Provided passage:
+ + + +

Eli Lilly and Co. is betting that the Centers for Medicare & Medicaid Services will lift Medicare coverage limits on a new class of amyloid-busting drugs that treat early Alzheimer’s disease. The agency’s stance may be influenced by the expected release of new clinical trial data on the company’s experimental drug donanemab and that of a rival, Eisai’s recently approved lecanemab (Leqembi), a company executive told Reuters Friday.
The new evidence from Lilly, to be unveiled in June, will show that donanemab’s ability to help clear amyloid plaques from the brain can help patients, Derek Asay, Lilly’s senior VP-government strategy and federal accounts told the news outlet.
The key to this potential coverage turnaround is also connected to the drug’s approval pathway. Unlike its competitors and predecessors, greenlit by the Food and Drug Administration under an accelerated pathway, Lilly’s drug is up for traditional approval.
“We believe that they (Medicare) will provide what we would call outright coverage like they do for every other FDA-approved medication,” Asay said.

+ + + +

Saved entries:
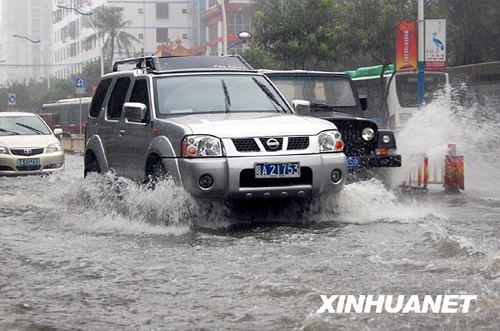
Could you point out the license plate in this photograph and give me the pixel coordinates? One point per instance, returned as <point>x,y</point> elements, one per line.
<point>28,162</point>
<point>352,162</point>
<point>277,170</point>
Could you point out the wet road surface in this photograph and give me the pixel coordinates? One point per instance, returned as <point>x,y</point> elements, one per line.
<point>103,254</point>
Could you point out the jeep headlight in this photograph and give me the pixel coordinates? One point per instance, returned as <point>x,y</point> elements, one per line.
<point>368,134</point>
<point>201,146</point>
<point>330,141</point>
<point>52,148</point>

+ + + +

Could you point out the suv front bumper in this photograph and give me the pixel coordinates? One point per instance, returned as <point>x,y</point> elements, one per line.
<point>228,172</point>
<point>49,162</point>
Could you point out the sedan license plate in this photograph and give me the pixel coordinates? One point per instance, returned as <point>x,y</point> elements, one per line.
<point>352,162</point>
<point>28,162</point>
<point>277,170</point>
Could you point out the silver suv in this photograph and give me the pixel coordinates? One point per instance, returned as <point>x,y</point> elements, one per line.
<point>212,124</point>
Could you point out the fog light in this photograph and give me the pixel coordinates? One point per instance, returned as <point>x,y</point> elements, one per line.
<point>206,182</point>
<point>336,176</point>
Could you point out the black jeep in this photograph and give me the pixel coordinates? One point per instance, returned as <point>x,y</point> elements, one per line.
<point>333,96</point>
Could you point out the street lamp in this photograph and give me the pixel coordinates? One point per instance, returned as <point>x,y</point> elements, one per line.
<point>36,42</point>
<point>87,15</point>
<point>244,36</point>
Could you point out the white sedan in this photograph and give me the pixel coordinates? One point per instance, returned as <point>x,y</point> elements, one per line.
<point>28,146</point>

+ + + +

Directions: Please write out the passage about Eli Lilly's bet on Medicare coverage for Alzheimer's drugs again in full, word for word.

Answer for this exercise:
Eli Lilly and Co. is betting that the Centers for Medicare & Medicaid Services will lift Medicare coverage limits on a new class of amyloid-busting drugs that treat early Alzheimer’s disease. The agency’s stance may be influenced by the expected release of new clinical trial data on the company’s experimental drug donanemab and that of a rival, Eisai’s recently approved lecanemab (Leqembi), a company executive told Reuters Friday.
The new evidence from Lilly, to be unveiled in June, will show that donanemab’s ability to help clear amyloid plaques from the brain can help patients, Derek Asay, Lilly’s senior VP-government strategy and federal accounts told the news outlet.
The key to this potential coverage turnaround is also connected to the drug’s approval pathway. Unlike its competitors and predecessors, greenlit by the Food and Drug Administration under an accelerated pathway, Lilly’s drug is up for traditional approval.
“We believe that they (Medicare) will provide what we would call outright coverage like they do for every other FDA-approved medication,” Asay said.